"Un photographe en mouvement"
par Michel Covin
(Docteur d'Etat ès Lettres et Sciences Humaines, professeur émérite à l'Université de Paris I, Panthéon-Sorbonne.)


Aujourd'hui, la question qui se pose à tout homme qui se respecte est celle-ci : comment voyager en évitant le vagabondage touristique ? Jean-Paul Kaufmann, Sylvain Tesson, par exemple, ont répondu à leur manière : en suivant les traces de Napoléon, le premier à Sainte-Hélène puis à Eylau, le second à la Bérézina. Le résultat : des livres qui sont de véritables leçons d'écriture. Non pas que ces auteurs recherchent dans le voyage une source d'inspiration extérieure, ni même une occasion d'écrire ; mais parce que le voyage, c'est leur style, et le style leur façon de voyager. L'un ne va pas sans l'autre : ils ne "racontent" pas leur aventure ; ils s'inventent et se trouvent au fur et à mesure que celle-ci se développe. Parce qu'il est existentiel, leur voyage devient tout naturellement littérature.

EXTRAITS DE LA LISTE:
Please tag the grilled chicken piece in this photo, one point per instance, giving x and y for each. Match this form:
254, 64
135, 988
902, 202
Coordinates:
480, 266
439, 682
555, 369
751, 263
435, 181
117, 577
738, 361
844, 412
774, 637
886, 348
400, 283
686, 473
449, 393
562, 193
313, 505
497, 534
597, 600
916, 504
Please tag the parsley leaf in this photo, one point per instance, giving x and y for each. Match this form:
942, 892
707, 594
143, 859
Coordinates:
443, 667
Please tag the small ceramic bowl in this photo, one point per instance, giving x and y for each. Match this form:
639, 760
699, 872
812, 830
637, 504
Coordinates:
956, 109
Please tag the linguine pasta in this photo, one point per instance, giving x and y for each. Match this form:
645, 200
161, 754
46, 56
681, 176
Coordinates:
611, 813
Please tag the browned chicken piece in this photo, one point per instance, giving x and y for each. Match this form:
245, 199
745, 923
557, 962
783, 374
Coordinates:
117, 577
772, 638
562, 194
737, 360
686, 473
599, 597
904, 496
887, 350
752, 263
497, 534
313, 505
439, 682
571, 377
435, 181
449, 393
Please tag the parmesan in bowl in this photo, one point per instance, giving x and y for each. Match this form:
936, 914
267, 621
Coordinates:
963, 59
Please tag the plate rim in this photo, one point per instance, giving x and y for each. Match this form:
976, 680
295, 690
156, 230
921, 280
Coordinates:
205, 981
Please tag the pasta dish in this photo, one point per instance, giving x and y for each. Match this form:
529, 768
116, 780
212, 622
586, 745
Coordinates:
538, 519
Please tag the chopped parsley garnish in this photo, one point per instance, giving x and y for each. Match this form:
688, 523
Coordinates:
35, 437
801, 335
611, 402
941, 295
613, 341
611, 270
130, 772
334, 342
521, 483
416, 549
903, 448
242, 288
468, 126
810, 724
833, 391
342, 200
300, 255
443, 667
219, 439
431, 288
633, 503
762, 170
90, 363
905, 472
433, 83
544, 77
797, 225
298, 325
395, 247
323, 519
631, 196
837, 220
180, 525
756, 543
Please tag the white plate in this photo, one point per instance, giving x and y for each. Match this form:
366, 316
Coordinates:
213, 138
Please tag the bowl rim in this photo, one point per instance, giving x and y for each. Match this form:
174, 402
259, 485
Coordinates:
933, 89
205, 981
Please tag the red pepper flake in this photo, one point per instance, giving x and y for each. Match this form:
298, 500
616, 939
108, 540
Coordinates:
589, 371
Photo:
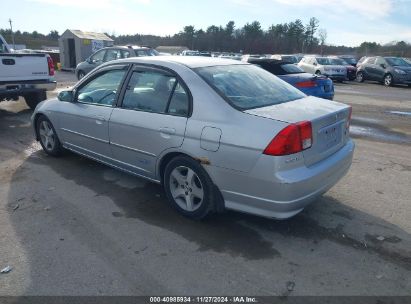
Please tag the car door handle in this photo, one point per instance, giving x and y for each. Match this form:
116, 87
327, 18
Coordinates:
168, 131
100, 119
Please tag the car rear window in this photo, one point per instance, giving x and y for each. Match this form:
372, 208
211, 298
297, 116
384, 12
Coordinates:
397, 61
247, 86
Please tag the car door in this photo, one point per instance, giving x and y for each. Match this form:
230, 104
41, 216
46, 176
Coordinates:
150, 119
84, 122
95, 60
369, 68
380, 68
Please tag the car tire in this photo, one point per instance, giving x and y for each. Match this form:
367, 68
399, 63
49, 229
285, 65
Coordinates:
189, 188
48, 137
80, 75
360, 77
388, 80
33, 99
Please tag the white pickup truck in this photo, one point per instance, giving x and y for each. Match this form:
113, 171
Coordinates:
25, 75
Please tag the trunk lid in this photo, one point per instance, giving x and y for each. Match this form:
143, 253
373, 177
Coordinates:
329, 123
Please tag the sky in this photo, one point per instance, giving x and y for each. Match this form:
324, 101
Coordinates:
348, 22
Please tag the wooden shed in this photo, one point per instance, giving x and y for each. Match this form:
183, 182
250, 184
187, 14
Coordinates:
76, 46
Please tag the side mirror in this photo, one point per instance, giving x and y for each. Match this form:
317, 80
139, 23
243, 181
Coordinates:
66, 96
85, 98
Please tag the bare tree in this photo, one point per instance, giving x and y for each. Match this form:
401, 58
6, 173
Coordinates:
322, 35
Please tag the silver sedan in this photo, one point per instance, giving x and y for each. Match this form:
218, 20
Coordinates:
217, 134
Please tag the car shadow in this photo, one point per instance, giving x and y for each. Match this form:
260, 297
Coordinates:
237, 235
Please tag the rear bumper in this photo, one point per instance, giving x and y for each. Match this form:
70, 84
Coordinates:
286, 193
337, 77
21, 88
402, 79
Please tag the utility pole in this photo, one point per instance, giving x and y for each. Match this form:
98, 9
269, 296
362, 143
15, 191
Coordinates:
12, 34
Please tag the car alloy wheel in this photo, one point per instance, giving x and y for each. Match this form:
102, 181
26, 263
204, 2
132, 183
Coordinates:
189, 188
186, 188
47, 136
388, 80
360, 77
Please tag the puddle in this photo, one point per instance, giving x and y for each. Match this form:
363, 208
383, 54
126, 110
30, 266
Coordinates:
400, 113
373, 133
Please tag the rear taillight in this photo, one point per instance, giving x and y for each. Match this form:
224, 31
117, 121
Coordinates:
349, 118
293, 139
51, 65
306, 84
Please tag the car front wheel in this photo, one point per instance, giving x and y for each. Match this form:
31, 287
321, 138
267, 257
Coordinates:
188, 187
81, 75
388, 81
360, 77
48, 137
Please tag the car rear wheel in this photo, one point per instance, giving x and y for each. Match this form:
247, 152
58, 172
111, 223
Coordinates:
48, 137
388, 81
360, 77
188, 187
33, 99
81, 75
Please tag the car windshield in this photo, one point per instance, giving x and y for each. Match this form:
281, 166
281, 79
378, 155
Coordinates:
324, 61
397, 61
349, 60
337, 61
291, 59
292, 69
2, 47
152, 52
248, 86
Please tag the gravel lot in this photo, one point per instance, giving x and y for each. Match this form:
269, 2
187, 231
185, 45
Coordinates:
71, 226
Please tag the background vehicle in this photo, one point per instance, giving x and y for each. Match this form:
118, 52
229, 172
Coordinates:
387, 70
349, 59
216, 133
25, 75
351, 70
190, 53
286, 58
323, 66
310, 84
112, 53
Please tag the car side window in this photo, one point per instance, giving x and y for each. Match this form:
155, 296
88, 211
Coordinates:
98, 57
371, 60
125, 54
380, 61
101, 90
141, 53
156, 92
179, 103
112, 54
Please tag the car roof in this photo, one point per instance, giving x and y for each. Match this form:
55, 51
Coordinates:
127, 47
189, 61
267, 60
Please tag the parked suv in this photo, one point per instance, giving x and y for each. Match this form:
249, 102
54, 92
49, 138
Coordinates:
323, 66
387, 70
351, 70
112, 53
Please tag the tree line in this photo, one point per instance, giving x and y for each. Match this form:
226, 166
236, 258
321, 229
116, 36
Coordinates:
282, 38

ACTIONS À MENER:
1. Recopiez sans aucun changement les lignes de la liste, de celle qui contient « Please tag the car side » jusqu'à la fin de la liste, ces deux bornes comprises.
2. Veuillez poursuivre le texte sur le voyage et l'écriture à partir de sa dernière phrase.

RÉSULTATS:
1.
Please tag the car side window in this photo, one point per instance, giving x and y for each. Match this form:
155, 296
88, 211
Coordinates:
98, 57
371, 60
125, 54
380, 61
101, 90
141, 53
156, 92
179, 103
112, 54
Please tag the car roof in this photo, one point per instance, giving x and y for each. Match this form:
55, 51
Coordinates:
127, 47
189, 61
267, 60
Please tag the parked suv in this photo, one point per instance, giving x and y for each. Match this form:
249, 102
54, 92
49, 138
Coordinates:
323, 66
387, 70
351, 70
112, 53
Please tag the tree line in this photo, one point per instance, giving x and y for each. Match this form:
226, 166
236, 258
321, 229
116, 36
Coordinates:
282, 38

2.
Les voyages de Fabrice Pierre sont de la même espèce. Sauf que les œuvres qu'il en tire ne sont pas littéraires, mais photographiques. Or la photographie, par rapport à la littérature, offre un piège et une difficulté inattendue : elle est facile. N'est-elle pas, en effet, surtout avec l'avènement du numérique, devenue la plus massive, la plus banale des pratiques culturelles, et d'où tirerait-elle sa généralité, sinon de sa facilité ? 

 

La question devient donc celle-ci : comment voyager en évitant le vagabondage photographique ? Réponse : en rendant, à tout le moins, la photographie difficile. C'est dans l'obstacle qu'elle trouvera sa consistance, et cet obstacle, elle le rencontrera dans le travail de la durée, qui est à l'opposé de son principe déclaré : l'immédiateté de la prise de vue, la facilité du simple clic, c'est vu, c'est pris... Au hasard de ce qui s'offre.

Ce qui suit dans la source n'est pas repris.